TEXT PASSAGE:
___
The Wife:

Flash Forward, at its core, is a show about epistemology. When everyone in the world blacks out for 2 minutes and 17 seconds, each having their own vision of what they believe to be the future, the show asks its characters and viewers to constantly question the knowledge we’re being given:

  • How do we know these are flashes of the future, and not something else, despite the fact that everyone flashed forward to the same date, April 29, 2010?
  • How do we acquire the knowledge/facts to help us determine what we think we know?
  • What is truth, belief or conjecture?

And from these central questions of epistemics, the show branches out into a Lostian exploration of fate and destiny, asking whether or not they exist, if the future can be changed and how much control we can exert over a predetermined course.

So far, I am into it. It’s slightly more penetrable than Lost, but still contains that show’s crucial elements of action, human drama and mystery to keep up interest in the show. Lost was reinvigorated when it introduced the flash forward structure at the end of season 3, and I like the idea of this show also having a similar endgame. It’s nice to know, as a viewer, that your showrunners have an idea of where they’re going and the experience of finding out if the flash forwards will come to pass is the same for us as it is for the characters on the show.

Because of that, we’re learning things in time with the characters, so all we know at this point regarding what may have caused the blackout is that there is a person of interest called D. Gibbons (who stole the credit card of DiDi Gibbons of DiDelicious Cupcakes) who was working on some major hack in a creepy-ass doll factory, and who made a call 30 seconds into the blackout to the only known person to not fall asleep: a man at a Detroit Tigers game, veiled in black, who walked away nonchalantly as if he knew this would happen. (For my money, I am sure he will be played by Dominic Monaghan, as I know my favorite hobbit has a deal to appear on this show and hasn’t yet done so.)

Lost in time, lost in space . . . and meaning.

Lost in time, lost in space . . . and meaning.
___
RECORD SET:
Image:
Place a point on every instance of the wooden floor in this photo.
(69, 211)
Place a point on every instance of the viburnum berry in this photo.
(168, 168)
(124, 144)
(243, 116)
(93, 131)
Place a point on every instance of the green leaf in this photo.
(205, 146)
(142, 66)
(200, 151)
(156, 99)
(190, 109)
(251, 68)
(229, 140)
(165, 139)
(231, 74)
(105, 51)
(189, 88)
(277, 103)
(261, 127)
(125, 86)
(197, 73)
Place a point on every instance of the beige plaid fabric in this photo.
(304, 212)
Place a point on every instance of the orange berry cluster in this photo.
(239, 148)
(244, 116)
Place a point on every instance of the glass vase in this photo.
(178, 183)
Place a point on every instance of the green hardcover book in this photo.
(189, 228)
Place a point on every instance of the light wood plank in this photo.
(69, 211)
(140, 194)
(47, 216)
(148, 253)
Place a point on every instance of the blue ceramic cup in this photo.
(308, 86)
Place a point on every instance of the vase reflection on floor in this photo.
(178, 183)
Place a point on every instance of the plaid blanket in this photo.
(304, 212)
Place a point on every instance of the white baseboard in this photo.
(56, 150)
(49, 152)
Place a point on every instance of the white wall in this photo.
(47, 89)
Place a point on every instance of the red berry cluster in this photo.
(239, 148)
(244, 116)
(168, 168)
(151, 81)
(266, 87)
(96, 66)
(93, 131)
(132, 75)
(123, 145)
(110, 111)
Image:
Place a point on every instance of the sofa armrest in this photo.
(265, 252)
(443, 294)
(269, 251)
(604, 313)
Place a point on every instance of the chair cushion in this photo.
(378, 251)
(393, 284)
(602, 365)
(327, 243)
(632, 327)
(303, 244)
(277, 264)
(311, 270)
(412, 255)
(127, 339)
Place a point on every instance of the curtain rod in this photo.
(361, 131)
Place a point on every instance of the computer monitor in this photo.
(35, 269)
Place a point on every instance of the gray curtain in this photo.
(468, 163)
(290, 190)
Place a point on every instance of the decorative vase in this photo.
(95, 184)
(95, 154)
___
YOUR OBJECTIVE: Write out word for word the passage of the Flash Forward review above, starting at "Flash Forward, at" and ending at "a predetermined course.".

SOLUTION:
Flash Forward, at its core, is a show about epistemology. When everyone in the world blacks out for 2 minutes and 17 seconds, each having their own vision of what they believe to be the future, the show asks its characters and viewers to constantly question the knowledge we’re being given:

  • How do we know these are flashes of the future, and not something else, despite the fact that everyone flashed forward to the same date, April 29, 2010?
  • How do we acquire the knowledge/facts to help us determine what we think we know?
  • What is truth, belief or conjecture?

And from these central questions of epistemics, the show branches out into a Lostian exploration of fate and destiny, asking whether or not they exist, if the future can be changed and how much control we can exert over a predetermined course.